Excerpted records:

## Start

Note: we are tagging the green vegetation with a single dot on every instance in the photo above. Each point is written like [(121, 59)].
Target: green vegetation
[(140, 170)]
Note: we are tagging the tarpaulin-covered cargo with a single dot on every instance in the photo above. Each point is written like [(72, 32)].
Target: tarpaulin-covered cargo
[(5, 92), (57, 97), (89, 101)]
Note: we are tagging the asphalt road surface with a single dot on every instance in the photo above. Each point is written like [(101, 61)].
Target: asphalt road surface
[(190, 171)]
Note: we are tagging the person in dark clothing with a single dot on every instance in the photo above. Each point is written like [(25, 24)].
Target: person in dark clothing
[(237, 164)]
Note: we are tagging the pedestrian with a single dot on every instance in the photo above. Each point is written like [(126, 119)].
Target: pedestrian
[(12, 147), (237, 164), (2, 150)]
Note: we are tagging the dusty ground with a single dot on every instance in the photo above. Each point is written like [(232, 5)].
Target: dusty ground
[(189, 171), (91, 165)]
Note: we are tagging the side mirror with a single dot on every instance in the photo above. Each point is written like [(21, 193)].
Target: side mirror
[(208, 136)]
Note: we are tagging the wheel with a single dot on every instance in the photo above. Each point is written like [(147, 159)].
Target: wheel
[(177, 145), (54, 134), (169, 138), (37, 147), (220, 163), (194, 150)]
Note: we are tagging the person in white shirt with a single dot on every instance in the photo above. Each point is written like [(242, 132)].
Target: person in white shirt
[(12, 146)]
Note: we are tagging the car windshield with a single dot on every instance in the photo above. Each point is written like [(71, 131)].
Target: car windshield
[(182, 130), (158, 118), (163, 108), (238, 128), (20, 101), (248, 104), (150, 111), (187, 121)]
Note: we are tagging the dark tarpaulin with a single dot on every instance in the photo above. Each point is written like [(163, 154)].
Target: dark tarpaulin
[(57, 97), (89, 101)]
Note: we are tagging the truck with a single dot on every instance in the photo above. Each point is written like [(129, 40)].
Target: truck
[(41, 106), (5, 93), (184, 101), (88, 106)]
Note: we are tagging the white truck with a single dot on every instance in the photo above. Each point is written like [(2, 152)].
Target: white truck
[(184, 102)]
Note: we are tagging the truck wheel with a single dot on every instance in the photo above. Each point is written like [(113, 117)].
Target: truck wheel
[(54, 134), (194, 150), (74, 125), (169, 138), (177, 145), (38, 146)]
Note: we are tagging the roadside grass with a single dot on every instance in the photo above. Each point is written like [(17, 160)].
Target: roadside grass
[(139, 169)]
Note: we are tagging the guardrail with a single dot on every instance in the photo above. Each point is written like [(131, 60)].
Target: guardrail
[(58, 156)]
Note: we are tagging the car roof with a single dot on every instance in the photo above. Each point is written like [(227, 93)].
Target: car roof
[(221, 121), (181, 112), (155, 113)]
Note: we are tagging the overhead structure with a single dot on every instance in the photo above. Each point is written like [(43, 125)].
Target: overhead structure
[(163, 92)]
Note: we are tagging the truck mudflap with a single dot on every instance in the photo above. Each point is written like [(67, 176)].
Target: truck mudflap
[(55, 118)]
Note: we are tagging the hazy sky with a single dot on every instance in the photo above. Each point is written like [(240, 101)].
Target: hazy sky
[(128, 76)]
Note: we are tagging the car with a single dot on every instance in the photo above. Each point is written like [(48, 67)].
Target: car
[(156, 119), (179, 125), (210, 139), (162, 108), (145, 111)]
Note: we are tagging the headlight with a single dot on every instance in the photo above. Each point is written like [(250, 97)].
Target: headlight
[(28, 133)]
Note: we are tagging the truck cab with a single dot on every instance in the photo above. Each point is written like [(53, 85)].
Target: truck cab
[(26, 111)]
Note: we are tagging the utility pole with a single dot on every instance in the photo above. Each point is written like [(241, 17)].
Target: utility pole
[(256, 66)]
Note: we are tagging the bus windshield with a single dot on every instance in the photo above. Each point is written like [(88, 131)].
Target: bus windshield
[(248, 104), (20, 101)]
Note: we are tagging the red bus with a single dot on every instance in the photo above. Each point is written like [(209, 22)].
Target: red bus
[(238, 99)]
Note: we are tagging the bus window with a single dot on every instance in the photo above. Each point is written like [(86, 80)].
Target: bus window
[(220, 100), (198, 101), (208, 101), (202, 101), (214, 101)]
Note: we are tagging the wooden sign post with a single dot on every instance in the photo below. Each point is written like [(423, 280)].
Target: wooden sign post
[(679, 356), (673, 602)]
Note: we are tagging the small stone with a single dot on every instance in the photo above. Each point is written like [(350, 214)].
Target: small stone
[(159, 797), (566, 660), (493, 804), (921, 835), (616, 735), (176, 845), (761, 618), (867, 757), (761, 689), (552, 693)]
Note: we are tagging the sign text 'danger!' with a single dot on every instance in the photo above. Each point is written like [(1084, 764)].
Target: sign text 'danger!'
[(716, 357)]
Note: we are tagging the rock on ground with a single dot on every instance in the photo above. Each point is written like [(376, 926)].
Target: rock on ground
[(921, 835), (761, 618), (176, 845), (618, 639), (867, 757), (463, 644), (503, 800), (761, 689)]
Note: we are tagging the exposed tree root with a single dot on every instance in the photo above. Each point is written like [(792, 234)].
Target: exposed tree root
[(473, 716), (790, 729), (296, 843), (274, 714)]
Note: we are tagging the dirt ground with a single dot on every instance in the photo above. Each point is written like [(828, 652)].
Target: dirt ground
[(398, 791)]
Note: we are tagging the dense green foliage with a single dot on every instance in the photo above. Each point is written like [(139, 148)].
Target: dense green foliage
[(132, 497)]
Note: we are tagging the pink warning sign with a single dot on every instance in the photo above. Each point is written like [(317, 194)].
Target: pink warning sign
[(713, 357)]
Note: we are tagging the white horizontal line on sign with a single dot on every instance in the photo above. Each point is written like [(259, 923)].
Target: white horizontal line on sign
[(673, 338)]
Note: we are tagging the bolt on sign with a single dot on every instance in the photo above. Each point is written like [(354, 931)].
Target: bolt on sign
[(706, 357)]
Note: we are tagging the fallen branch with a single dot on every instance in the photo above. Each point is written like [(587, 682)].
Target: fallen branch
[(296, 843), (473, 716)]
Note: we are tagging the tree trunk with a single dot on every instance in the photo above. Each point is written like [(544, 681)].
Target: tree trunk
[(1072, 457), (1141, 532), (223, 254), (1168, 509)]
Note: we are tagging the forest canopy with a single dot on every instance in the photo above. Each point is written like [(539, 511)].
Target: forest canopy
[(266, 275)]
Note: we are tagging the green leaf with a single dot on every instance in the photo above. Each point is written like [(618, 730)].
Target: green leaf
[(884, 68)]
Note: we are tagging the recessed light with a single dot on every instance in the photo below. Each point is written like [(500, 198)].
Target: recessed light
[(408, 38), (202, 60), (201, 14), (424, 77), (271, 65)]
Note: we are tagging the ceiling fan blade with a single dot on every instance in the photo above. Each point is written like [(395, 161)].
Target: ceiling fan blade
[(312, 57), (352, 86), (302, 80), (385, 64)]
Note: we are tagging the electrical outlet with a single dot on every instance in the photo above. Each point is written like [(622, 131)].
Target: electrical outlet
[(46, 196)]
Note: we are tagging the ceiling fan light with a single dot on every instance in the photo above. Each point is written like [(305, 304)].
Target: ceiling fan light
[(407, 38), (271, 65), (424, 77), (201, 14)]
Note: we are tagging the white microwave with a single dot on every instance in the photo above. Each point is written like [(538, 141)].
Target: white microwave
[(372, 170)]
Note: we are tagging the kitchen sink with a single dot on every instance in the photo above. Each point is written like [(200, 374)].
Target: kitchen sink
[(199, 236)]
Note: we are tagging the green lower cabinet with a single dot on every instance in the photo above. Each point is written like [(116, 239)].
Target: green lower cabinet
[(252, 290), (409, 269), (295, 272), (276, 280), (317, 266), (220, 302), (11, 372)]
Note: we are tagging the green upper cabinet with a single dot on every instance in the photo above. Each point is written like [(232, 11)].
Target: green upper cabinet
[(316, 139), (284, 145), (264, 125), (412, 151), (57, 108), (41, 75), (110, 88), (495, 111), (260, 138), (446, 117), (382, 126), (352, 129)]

## End

Starting at the line containing "Note: we are tagging the roadside" and ending at the line containing "[(163, 92)]", lay out those lines from the rows above as a Markdown table with the columns Index and Line. Number each line in Index, and leave out any blank lines.

| Index | Line |
|---|---|
| 1 | Note: we are tagging the roadside grass with a single dot on every instance in the photo above. Each point is written like [(17, 160)]. |
| 2 | Target: roadside grass |
| 3 | [(139, 169)] |
| 4 | Note: we are tagging the guardrail with a single dot on every instance in the photo above. Each point is written like [(131, 60)]. |
| 5 | Target: guardrail |
| 6 | [(58, 156)] |
| 7 | Note: we are tagging the car roof with a single dot on every instance in the photo above. Each point is written like [(227, 93)]. |
| 8 | Target: car roof |
| 9 | [(221, 121), (181, 112), (155, 113)] |
| 10 | Note: we are tagging the overhead structure with a single dot on every instance in the photo above. Each point is written like [(43, 125)]. |
| 11 | Target: overhead structure |
| 12 | [(163, 92)] |